ИСХОДНЫЙ ТЕКСТ
Сравнивая те первые годы в столице и своего неприятного начальника с «провинциальным затишьем» и тем идеализмом, с которым он писал «Легенду» (знакомство с Варварой Дмитриевной) и «Сумерки просвещения» (жизнь с нею в Белом), Розанов говорит: «Петербург меня только измучил и, может быть, развратил. Сперва (отталкивание от высокопоставленного либерал-просветителя и мошенника) безумный консерватизм, потом столь же необузданное революционерство, особенно религиозное, антицерковность, антихристианство даже. К нему я был приведен семейным положением» (322). Ведь брак с Варварой Дмитриевной оставался «незаконным», непризнанным.
В Петербурге Розанов оказался в кружке «живых славянофилов», колонии писателей на Петербургской стороне, в которую входили поэт, автор богословских и публицистических трудов Н. П. Аксаков (1848–1909); публицист И. Ф. Романов (1861–1913), всегда шумный писатель С. Ф. Шарапов (1861–1911), «длиннобородый славянофил» Афанасий Васильев (1851 — после 1917), начальник Розанова по Государственному контролю, и умерший осенью 1893 года О. И. Каблиц, о котором Розанов написал некролог.

ФРАГМЕНТ НАБОРА ДАННЫХ
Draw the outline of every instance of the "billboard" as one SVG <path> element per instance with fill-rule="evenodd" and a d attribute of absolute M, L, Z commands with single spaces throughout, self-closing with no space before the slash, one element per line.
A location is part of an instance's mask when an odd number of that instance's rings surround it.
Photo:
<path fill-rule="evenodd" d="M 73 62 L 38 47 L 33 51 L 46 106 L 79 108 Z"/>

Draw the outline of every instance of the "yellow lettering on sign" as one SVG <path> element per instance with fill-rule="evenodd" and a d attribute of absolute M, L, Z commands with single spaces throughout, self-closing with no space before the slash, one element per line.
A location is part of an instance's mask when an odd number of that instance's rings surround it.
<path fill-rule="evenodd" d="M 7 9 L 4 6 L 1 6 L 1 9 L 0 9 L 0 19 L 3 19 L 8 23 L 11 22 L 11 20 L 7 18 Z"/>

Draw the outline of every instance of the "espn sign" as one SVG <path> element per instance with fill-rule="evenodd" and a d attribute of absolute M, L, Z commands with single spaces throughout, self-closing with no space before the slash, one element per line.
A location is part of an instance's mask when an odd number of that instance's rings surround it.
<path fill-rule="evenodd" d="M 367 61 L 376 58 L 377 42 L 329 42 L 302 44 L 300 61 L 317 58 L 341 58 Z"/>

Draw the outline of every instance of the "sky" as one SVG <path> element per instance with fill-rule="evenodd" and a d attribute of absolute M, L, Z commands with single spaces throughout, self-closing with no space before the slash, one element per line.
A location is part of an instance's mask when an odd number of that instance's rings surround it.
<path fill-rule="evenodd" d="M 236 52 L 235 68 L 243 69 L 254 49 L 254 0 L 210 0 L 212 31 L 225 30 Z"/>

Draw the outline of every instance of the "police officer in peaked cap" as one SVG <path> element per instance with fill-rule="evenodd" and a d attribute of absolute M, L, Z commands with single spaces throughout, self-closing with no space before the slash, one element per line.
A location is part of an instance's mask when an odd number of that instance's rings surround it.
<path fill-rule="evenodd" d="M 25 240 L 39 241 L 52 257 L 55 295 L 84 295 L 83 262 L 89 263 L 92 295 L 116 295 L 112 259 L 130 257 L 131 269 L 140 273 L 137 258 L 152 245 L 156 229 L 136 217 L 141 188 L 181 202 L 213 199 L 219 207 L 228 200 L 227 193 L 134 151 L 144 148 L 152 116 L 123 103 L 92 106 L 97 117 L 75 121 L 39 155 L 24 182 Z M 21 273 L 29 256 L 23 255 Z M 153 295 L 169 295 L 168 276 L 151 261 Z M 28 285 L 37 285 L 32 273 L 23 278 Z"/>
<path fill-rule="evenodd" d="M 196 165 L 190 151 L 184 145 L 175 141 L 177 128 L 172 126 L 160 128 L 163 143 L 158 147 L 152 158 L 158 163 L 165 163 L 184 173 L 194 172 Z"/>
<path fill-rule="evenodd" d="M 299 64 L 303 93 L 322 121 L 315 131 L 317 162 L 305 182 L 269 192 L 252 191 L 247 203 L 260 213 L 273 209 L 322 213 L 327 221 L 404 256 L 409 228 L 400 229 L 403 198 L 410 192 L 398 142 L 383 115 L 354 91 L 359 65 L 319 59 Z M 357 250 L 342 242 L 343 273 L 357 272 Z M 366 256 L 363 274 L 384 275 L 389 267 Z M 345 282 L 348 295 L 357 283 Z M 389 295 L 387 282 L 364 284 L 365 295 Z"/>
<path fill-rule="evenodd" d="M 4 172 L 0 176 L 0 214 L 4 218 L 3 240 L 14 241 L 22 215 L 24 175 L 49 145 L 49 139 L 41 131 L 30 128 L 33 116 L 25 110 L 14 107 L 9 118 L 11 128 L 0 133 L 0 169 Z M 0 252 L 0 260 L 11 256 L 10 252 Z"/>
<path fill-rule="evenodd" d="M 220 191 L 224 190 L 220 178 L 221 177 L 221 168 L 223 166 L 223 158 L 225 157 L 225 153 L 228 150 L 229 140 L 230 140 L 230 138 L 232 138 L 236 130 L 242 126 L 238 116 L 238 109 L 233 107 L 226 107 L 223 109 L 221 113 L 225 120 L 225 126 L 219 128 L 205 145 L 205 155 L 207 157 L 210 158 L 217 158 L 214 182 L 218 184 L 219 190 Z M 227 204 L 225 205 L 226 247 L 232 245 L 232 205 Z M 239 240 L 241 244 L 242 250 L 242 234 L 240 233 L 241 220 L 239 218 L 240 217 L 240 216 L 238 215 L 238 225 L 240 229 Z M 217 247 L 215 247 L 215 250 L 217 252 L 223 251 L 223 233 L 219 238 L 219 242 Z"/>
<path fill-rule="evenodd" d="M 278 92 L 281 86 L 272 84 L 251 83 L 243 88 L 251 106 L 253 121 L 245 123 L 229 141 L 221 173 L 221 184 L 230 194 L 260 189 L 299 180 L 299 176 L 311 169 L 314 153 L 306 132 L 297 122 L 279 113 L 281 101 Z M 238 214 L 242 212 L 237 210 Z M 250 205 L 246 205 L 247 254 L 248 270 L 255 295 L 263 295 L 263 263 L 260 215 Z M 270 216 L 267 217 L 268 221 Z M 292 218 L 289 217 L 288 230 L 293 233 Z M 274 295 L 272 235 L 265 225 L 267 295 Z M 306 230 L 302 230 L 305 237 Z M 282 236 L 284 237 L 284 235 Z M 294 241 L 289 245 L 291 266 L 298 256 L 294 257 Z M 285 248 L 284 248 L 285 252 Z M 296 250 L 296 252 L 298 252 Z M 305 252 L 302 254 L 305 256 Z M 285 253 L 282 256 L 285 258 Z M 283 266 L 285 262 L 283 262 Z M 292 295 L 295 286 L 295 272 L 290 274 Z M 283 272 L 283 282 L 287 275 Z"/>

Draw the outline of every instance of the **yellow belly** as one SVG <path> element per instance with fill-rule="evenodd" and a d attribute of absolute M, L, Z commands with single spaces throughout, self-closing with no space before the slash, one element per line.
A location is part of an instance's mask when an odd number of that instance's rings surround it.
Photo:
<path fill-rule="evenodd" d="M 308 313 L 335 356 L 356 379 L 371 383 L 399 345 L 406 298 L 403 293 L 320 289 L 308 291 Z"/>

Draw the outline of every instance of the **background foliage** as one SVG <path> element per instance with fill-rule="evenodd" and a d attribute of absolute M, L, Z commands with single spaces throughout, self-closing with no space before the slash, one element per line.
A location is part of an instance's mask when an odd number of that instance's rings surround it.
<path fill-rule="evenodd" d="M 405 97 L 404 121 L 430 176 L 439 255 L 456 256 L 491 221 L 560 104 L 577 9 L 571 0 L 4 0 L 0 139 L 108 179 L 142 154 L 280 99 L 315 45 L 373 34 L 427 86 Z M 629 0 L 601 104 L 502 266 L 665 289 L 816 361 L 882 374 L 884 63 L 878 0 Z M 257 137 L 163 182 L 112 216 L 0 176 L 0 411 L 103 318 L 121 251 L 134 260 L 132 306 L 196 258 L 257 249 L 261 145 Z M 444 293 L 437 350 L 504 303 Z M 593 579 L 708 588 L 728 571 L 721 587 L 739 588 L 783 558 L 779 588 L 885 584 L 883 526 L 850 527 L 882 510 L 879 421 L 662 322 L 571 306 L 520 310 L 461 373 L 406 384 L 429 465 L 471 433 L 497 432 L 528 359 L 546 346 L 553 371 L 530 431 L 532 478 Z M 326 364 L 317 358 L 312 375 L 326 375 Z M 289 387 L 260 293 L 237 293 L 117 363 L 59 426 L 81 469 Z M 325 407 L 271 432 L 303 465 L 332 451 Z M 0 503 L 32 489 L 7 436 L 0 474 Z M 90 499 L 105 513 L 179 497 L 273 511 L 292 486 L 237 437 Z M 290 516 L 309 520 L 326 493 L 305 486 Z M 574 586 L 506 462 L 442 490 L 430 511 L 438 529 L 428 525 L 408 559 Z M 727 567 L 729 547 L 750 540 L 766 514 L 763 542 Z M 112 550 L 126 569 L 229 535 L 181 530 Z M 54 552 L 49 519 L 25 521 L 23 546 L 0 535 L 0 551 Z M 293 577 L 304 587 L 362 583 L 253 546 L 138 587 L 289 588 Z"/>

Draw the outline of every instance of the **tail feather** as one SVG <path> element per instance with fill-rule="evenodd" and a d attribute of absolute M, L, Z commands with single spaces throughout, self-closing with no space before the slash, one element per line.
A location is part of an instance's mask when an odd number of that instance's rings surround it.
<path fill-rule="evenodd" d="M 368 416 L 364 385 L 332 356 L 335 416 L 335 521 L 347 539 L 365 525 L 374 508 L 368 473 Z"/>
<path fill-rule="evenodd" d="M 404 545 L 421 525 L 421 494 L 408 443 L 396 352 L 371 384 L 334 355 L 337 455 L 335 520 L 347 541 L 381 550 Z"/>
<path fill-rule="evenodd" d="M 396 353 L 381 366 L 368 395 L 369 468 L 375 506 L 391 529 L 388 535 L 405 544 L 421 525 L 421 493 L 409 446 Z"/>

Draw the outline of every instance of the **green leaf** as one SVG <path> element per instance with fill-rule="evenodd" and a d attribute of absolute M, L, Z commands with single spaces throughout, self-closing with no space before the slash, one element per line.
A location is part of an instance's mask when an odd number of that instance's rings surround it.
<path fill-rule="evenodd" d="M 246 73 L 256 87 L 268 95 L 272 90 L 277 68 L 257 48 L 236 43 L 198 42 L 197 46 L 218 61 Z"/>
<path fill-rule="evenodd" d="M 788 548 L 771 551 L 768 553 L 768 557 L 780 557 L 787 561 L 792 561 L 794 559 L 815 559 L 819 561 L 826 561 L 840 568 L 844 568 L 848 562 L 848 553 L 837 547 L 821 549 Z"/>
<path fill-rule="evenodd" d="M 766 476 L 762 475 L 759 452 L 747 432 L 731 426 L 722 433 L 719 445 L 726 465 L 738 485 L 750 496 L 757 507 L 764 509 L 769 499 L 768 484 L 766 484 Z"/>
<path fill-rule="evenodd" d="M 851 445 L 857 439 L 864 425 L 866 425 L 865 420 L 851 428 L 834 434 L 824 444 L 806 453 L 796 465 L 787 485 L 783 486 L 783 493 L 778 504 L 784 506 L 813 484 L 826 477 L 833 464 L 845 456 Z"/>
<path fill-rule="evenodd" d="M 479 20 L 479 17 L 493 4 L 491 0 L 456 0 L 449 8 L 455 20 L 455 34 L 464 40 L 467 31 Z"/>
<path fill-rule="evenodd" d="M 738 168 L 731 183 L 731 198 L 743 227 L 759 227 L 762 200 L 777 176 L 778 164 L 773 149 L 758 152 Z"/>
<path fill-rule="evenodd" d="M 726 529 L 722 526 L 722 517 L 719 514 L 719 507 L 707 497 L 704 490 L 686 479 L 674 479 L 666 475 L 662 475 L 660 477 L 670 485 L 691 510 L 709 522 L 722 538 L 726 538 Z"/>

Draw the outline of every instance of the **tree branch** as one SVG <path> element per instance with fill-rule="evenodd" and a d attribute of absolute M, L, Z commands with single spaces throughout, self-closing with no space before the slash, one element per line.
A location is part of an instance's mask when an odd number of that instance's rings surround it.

ПОСТАВЛЕННАЯ ЗАДАЧА
Можете вывести полностью приведённый выше текст о петербургских годах Розанова, ничего в нём не меняя?

РЕЗУЛЬТАТ ВЫПОЛНЕНИЯ
Сравнивая те первые годы в столице и своего неприятного начальника с «провинциальным затишьем» и тем идеализмом, с которым он писал «Легенду» (знакомство с Варварой Дмитриевной) и «Сумерки просвещения» (жизнь с нею в Белом), Розанов говорит: «Петербург меня только измучил и, может быть, развратил. Сперва (отталкивание от высокопоставленного либерал-просветителя и мошенника) безумный консерватизм, потом столь же необузданное революционерство, особенно религиозное, антицерковность, антихристианство даже. К нему я был приведен семейным положением» (322). Ведь брак с Варварой Дмитриевной оставался «незаконным», непризнанным.
В Петербурге Розанов оказался в кружке «живых славянофилов», колонии писателей на Петербургской стороне, в которую входили поэт, автор богословских и публицистических трудов Н. П. Аксаков (1848–1909); публицист И. Ф. Романов (1861–1913), всегда шумный писатель С. Ф. Шарапов (1861–1911), «длиннобородый славянофил» Афанасий Васильев (1851 — после 1917), начальник Розанова по Государственному контролю, и умерший осенью 1893 года О. И. Каблиц, о котором Розанов написал некролог.